**REQUIRED TASK**
Can you give the records again, beginning at the line that has "After examining the image, confirm if any car hood" and stopping after the line that has "[84,44,149,159]", with "snow pile" switched to "snow mound" and everything else unchanged?

* Begin RECORDS PROVIDED *

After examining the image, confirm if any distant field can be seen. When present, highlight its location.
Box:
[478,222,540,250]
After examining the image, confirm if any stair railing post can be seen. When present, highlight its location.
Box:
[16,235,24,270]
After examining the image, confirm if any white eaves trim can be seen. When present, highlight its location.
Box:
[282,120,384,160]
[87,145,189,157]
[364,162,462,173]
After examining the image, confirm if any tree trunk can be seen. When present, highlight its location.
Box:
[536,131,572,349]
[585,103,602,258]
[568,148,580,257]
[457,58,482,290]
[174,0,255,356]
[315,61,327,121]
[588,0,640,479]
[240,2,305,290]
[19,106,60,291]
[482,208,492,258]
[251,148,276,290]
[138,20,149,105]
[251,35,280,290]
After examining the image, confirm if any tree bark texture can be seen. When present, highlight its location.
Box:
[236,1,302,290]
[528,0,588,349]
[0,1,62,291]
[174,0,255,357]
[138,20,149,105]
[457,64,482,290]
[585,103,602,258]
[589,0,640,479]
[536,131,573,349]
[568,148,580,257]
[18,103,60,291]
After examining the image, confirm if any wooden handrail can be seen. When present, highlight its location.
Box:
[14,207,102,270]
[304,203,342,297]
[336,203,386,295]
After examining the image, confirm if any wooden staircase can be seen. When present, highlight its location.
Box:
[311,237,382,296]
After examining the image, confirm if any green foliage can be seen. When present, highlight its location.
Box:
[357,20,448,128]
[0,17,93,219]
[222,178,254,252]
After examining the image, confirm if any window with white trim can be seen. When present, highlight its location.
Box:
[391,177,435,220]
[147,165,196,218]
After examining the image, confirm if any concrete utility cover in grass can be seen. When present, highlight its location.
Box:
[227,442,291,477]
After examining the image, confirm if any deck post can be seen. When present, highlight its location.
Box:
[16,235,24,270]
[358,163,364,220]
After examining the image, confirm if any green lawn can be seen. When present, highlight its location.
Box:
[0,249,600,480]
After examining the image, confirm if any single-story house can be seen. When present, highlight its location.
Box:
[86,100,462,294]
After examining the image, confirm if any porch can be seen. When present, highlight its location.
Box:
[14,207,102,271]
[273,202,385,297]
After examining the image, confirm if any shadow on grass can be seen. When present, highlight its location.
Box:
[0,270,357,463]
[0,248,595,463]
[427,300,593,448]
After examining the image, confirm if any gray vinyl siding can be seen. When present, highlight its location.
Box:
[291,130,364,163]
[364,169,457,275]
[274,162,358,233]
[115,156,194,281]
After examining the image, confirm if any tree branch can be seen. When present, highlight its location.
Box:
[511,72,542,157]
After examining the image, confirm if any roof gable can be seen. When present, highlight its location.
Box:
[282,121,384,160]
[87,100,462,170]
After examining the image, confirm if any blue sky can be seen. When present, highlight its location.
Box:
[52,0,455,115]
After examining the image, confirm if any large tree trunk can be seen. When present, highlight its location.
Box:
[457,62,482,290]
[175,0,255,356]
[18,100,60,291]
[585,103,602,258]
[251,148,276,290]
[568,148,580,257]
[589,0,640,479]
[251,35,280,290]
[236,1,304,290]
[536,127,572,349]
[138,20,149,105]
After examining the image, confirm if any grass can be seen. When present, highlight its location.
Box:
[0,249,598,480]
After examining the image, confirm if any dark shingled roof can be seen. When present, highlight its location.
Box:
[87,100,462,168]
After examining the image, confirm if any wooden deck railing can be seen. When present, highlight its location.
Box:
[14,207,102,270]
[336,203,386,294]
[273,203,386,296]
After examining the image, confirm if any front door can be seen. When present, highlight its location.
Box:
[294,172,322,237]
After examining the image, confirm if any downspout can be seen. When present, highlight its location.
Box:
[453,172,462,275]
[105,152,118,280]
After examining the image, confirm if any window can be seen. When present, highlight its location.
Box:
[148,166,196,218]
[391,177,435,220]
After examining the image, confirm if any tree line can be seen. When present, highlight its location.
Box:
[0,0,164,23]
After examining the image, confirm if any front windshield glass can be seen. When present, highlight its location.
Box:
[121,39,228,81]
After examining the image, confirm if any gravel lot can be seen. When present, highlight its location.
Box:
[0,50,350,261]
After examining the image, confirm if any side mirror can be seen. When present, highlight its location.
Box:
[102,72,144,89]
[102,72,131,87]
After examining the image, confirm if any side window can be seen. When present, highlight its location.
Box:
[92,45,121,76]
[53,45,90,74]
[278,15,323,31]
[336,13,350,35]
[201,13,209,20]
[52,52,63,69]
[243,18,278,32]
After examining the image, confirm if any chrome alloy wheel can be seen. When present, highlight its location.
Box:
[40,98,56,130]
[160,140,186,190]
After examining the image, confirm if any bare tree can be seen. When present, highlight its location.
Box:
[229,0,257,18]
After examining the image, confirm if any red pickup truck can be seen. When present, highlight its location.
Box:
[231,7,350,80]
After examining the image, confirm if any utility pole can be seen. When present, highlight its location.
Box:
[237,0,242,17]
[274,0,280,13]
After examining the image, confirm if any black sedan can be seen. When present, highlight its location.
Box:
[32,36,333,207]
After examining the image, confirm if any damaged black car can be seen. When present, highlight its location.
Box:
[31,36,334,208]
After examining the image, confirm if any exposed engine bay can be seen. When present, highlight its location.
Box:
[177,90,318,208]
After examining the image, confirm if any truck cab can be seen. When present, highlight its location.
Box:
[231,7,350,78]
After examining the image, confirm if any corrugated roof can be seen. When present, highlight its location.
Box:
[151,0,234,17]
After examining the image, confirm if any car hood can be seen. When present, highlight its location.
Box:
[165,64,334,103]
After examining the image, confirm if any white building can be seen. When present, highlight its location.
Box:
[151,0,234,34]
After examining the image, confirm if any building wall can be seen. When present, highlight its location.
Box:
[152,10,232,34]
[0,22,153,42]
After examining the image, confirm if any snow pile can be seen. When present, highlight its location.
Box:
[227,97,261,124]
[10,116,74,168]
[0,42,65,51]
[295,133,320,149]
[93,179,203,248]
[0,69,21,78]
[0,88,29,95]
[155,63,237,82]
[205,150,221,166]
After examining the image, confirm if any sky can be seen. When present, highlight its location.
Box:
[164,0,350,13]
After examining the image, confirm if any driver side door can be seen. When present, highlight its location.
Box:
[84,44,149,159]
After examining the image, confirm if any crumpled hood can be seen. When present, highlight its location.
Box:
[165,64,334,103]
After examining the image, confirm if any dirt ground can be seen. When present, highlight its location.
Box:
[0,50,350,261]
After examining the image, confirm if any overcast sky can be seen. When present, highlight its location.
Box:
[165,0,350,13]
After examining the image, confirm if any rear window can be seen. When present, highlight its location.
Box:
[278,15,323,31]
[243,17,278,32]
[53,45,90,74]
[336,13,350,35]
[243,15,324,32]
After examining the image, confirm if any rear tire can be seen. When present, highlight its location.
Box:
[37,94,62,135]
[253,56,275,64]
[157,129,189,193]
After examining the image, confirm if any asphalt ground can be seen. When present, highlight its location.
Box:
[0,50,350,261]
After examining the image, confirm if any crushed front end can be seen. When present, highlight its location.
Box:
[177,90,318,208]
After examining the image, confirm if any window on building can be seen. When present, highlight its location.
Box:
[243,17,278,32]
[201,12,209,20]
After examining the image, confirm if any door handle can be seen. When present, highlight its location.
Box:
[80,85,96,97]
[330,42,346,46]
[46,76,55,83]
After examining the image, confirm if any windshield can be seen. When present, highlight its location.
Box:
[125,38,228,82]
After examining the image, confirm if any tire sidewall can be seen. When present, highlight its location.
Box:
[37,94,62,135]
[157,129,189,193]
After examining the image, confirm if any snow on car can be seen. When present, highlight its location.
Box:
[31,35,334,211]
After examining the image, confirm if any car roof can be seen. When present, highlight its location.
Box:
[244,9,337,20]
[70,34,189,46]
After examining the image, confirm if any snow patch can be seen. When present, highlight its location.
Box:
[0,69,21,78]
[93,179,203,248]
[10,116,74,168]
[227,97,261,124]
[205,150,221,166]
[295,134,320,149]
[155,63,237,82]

* End RECORDS PROVIDED *

**EXERCISE ANSWER**
After examining the image, confirm if any car hood can be seen. When present, highlight its location.
Box:
[165,64,334,103]
After examining the image, confirm if any white building can be seen. When present, highlight its location.
Box:
[151,0,234,34]
After examining the image, confirm if any building wall can be seen. When present, highlight its location.
Box:
[152,10,232,34]
[0,22,153,42]
After examining the image, confirm if any snow mound can be seen. When present, highlight its location.
Box:
[227,97,261,124]
[10,116,74,168]
[0,42,65,51]
[295,133,320,149]
[93,179,203,248]
[0,69,21,78]
[0,88,29,95]
[155,63,237,82]
[205,150,221,166]
After examining the image, confirm if any sky can be seen. When present, highlight its location.
Box:
[164,0,350,13]
After examining the image, confirm if any driver side door can be seen. When present, highlight its location.
Box:
[84,44,149,159]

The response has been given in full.